*Given instruction:* Quote every line as written. Omit pictures.
[Start Entries supplied]
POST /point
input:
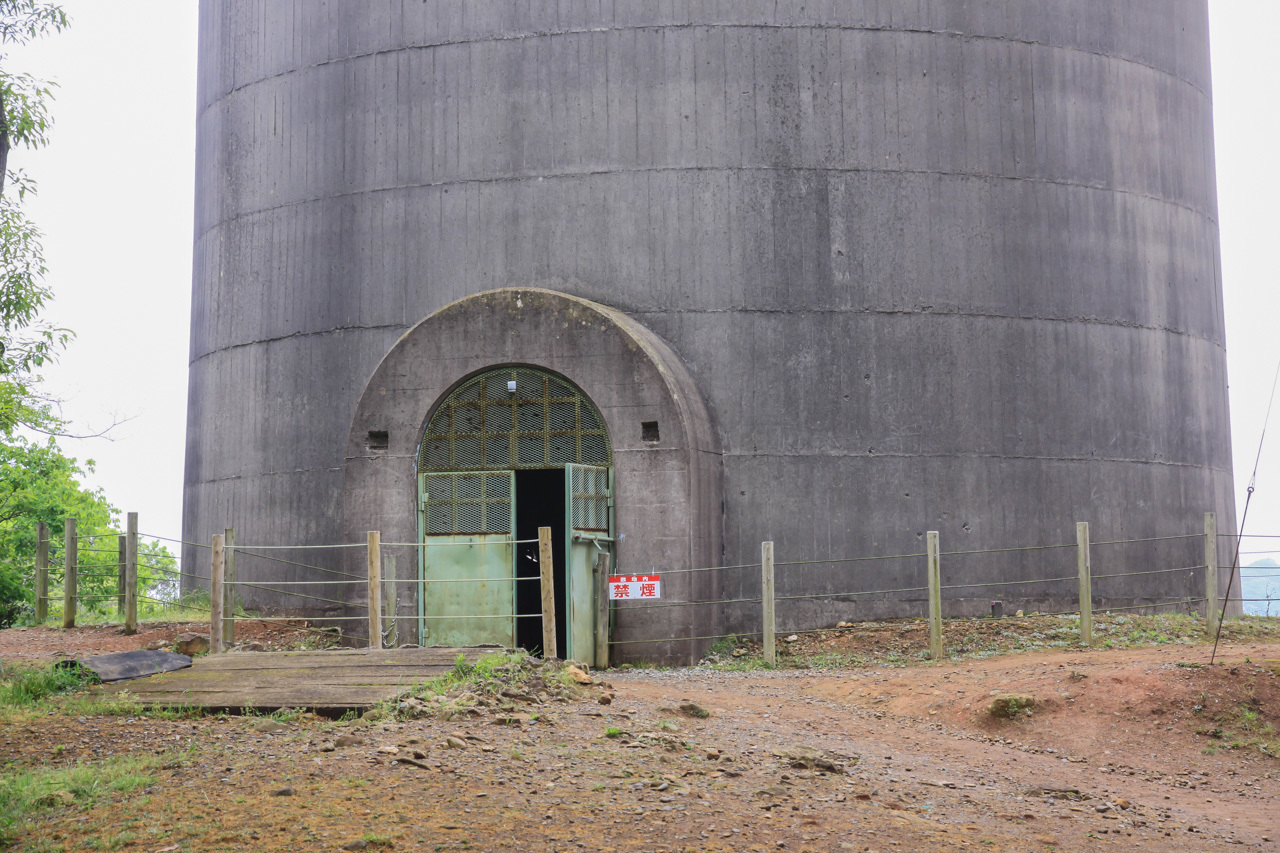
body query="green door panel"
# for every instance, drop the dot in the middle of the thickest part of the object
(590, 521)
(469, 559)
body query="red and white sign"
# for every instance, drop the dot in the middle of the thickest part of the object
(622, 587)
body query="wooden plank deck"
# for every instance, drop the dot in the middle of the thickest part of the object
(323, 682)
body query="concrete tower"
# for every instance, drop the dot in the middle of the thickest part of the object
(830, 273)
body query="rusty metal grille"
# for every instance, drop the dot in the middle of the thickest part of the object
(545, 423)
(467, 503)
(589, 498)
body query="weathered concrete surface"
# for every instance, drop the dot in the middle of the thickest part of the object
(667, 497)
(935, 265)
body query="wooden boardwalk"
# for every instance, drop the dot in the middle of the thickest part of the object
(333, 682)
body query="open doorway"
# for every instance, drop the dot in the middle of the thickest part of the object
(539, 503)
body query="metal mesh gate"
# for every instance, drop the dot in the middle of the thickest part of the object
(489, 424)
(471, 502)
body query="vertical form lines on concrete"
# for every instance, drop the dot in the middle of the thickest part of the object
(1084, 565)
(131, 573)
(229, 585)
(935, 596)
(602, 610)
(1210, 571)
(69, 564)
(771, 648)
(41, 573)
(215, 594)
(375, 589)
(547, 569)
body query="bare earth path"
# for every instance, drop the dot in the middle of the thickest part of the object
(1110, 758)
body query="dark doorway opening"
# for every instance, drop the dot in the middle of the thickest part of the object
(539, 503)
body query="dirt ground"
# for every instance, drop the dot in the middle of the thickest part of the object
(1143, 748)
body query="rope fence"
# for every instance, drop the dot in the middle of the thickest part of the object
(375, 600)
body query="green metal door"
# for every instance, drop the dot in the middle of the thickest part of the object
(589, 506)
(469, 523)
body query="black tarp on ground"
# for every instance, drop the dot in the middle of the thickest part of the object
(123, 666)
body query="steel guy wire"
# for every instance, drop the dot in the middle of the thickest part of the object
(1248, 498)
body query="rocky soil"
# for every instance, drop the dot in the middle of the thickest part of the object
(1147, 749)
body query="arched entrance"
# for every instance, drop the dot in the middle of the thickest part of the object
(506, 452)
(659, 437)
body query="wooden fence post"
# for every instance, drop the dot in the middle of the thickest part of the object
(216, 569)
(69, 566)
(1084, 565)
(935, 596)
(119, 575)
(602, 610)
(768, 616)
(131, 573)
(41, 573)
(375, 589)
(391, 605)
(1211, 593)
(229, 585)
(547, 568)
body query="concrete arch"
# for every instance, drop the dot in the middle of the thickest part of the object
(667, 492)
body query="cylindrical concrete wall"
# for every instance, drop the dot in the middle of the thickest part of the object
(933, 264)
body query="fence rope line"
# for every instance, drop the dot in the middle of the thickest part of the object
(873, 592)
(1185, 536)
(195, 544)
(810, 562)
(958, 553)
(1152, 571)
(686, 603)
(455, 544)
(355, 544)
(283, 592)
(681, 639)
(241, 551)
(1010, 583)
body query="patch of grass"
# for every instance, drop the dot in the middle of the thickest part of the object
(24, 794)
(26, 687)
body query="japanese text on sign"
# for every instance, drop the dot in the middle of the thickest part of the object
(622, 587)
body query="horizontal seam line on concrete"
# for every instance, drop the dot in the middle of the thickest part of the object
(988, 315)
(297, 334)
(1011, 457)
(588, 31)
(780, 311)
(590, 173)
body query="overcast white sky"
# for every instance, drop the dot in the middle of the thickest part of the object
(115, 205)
[End Entries supplied]
*Result of this task:*
POST /point
input:
body query="green door panel"
# for every instance, drop the dot in the middle of the thickest part of the object
(590, 521)
(469, 559)
body query="red and white sign"
# for every instance, drop the dot in the middle of the thickest part of the object
(622, 587)
body query="wooden plank deck"
# for every instance, drop the dot in the middle of the thickest part of the object
(323, 682)
body query="concrete tower"
# for every instance, drop the dot in the middle of the thickest part of the object
(830, 273)
body query="rusty metal grille"
# for every instance, drop the dot in the middle of the thickest part of the object
(545, 423)
(467, 503)
(589, 498)
body query="weathered concrete surface"
# for every instance, drop the dot in the middle of the thickest part of the object
(667, 497)
(935, 265)
body query="wooden boardwalk"
# for every instance, drop the dot in the middle of the thickest part of the object
(333, 682)
body query="open doorway"
# for every instance, drop the dot in the middle of the thickest part of the object
(539, 503)
body query="metal mesh gate"
# for every instance, drop the dot in the middle of the thickest part of the object
(489, 424)
(471, 502)
body query="vertical form lines on concrete"
# for every instance, drop the dot in the middle of the thickest part of the object
(1084, 565)
(131, 573)
(229, 585)
(935, 596)
(602, 610)
(1210, 571)
(69, 564)
(771, 648)
(41, 573)
(215, 594)
(375, 589)
(547, 569)
body query="bare earth path"
# for every instance, drop the dot in the middle of the thickest part of the object
(1110, 758)
body query="dark doorway opening"
# for every instance, drop the dot in the middle of the thickest part of the object
(539, 503)
body query="dirt ground"
# for every instance, drop the dot in the middle of the thickest part of the object
(1143, 748)
body query="rope fence"
# for every instance, drop the dot in the middle of the thickest part of the object
(375, 600)
body query="green metal door"
# for every instance, drop the dot in the middle of the thickest part of the object
(589, 506)
(469, 523)
body query="black tarp on ground"
# for every instance, drop the dot in the middle of the thickest part of the object
(123, 666)
body query="steel guy wire"
# for every instance, drop the dot in the middle of the thickest part of the object
(1248, 498)
body query="rocky soil"
# for every instance, drop the dot in the middle of the thickest part of the object
(1147, 749)
body query="arched entrance"
# for every instance, drop the dot in the middle of the thickest part of the object
(506, 452)
(659, 437)
body query="wooden fence post"
# for every instance, drop the dot in the middle of the thickest part of the object
(216, 569)
(69, 566)
(1084, 565)
(935, 596)
(119, 575)
(602, 610)
(768, 616)
(131, 573)
(41, 573)
(375, 589)
(391, 605)
(1211, 593)
(229, 585)
(547, 568)
body query="concrete arch"
# for every instance, drop the dot in the middle of the thickest part of the object
(667, 492)
body query="cylindrical concrete wall"
# for every instance, drop the dot in the middle of the thickest part of the object
(933, 264)
body query="fence rope line"
# for every instance, drop the dot in the middle of the thickest part of the object
(873, 592)
(1185, 536)
(195, 544)
(810, 562)
(958, 553)
(1152, 571)
(686, 603)
(455, 544)
(355, 544)
(283, 592)
(681, 639)
(241, 551)
(1010, 583)
body query="patch of grass"
# for every instance, drop the dot in the middle of the thickest part of the object
(24, 794)
(26, 687)
body query="japanese text on sign"
# for every instance, drop the dot in the middle of the thickest part of the object
(622, 587)
body query="horizontal seam line on concrete"
# for every instance, drop the dot in the middle of the thickest part of the object
(988, 315)
(297, 334)
(1011, 457)
(588, 31)
(780, 311)
(590, 173)
body query="overcast white sky"
# for every instance, drop the dot in the middle of the thickest part of the object
(115, 205)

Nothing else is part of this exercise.